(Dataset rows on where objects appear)

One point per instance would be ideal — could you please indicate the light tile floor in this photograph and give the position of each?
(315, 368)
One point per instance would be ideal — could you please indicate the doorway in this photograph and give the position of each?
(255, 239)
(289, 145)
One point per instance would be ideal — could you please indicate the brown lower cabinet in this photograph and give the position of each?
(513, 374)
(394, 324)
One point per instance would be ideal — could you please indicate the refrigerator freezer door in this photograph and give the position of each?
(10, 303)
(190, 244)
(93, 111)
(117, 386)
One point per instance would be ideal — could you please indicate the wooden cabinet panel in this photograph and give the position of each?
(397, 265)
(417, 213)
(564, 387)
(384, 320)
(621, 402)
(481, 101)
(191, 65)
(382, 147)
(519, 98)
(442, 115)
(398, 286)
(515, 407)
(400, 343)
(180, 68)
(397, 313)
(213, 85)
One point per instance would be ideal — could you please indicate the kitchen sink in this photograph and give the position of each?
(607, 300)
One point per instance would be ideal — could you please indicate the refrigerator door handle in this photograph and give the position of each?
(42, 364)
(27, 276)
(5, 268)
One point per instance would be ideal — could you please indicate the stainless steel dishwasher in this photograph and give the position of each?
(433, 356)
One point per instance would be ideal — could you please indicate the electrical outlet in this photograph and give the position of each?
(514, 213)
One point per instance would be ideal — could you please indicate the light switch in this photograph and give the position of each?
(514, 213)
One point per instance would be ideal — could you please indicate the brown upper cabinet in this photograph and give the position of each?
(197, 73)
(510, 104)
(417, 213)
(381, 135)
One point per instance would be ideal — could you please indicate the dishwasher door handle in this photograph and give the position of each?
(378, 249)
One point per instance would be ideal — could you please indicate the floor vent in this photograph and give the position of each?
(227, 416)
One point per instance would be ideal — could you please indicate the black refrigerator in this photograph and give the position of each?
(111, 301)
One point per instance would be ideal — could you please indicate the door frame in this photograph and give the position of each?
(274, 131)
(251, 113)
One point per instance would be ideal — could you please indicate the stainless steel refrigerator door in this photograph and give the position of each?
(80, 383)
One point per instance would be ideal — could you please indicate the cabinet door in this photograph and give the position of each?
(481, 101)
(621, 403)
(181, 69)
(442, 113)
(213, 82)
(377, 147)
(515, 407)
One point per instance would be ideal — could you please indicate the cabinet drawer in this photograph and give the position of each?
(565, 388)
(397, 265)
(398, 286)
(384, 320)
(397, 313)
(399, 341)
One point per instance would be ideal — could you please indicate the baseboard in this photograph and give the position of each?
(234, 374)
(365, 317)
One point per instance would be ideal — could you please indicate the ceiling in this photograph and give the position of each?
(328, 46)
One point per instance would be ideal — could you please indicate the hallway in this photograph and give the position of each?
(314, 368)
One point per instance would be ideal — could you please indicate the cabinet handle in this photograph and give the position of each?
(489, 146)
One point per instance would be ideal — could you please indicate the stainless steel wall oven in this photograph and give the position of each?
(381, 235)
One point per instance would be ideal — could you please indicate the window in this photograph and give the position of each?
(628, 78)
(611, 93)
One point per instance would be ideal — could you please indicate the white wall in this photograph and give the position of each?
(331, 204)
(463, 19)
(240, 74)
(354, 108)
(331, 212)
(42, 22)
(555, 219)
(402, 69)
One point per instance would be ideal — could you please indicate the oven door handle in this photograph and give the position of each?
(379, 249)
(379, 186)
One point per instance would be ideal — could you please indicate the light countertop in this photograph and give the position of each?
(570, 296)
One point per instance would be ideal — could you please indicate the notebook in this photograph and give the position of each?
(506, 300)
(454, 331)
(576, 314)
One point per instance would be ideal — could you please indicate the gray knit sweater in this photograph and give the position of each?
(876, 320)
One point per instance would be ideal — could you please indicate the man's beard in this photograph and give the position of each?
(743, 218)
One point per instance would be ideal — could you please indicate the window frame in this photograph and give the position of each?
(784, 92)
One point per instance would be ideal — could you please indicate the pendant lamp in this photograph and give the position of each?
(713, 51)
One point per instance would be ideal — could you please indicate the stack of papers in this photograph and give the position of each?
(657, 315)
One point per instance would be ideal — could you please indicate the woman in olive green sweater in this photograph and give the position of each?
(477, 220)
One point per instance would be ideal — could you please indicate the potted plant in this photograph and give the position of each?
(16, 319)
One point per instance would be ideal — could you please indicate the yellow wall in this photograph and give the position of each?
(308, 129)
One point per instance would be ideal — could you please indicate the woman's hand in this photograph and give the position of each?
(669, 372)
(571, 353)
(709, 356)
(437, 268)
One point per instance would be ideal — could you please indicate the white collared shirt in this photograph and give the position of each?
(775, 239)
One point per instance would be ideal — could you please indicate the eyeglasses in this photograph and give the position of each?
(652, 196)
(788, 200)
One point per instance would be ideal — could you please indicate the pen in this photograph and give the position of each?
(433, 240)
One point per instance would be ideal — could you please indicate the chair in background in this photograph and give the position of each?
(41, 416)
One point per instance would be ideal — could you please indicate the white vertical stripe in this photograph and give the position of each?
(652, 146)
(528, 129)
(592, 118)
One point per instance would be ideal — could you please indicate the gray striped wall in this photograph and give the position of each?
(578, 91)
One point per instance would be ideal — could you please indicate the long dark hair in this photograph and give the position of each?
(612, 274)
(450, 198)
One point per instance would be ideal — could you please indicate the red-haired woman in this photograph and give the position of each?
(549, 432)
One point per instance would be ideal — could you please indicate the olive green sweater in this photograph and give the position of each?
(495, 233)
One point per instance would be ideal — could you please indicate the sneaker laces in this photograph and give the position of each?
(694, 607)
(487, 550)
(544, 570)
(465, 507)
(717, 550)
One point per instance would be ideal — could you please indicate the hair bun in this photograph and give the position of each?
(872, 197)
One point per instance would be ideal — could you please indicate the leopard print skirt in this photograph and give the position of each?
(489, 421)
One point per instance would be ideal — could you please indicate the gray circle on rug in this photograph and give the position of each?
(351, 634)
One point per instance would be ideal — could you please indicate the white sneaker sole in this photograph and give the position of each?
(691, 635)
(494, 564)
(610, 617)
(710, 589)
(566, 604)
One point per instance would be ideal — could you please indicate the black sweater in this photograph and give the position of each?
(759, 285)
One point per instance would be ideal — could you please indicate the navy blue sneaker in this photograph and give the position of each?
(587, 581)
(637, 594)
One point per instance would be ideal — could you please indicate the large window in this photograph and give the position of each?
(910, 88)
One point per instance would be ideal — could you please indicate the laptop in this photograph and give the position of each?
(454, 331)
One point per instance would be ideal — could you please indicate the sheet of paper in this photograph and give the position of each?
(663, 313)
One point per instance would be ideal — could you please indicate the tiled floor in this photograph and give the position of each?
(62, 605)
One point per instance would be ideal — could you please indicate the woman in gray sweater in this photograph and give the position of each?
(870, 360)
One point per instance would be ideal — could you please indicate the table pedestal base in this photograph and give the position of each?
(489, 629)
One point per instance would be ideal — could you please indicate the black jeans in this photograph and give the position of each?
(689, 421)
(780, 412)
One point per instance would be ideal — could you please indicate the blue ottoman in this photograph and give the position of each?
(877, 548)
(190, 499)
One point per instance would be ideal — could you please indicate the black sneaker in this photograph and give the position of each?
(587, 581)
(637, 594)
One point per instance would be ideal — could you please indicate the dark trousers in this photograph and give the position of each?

_What is required_
From the "indicate the laptop" line to the close of the listing, restate each line word for word.

_Written answer_
One point per instance would be ideal — could you please indicate the laptop in this photograph and give the position of each?
(454, 331)
One point per instance would be ideal — could you please indicate the sheet of paper in this photograph and give the position of each?
(663, 313)
One point per instance would be ideal — could you please indicate the tiled floor in this photograph and give the position of each?
(62, 605)
One point per instance would be ideal — could you please indicate the woman in gray sweater in this photograph and give the position of each?
(870, 360)
One point per instance would be ideal — could you please indicate the table pedestal base in this photograph and give the position of each?
(489, 629)
One point per instance would be ideal — could you please indicate the black jeans in this photograph and give the position of each?
(689, 421)
(780, 412)
One point per instance would be ideal — could you please indicate the blue ottoman in this photograph and give the position of each?
(877, 548)
(190, 499)
One point per instance would be ideal — could you please indicate the black sneaker in this photograph and give the position of each?
(587, 581)
(637, 594)
One point per instance would be ideal — could you please indicate the dark trousers in this photograph and give the position of each?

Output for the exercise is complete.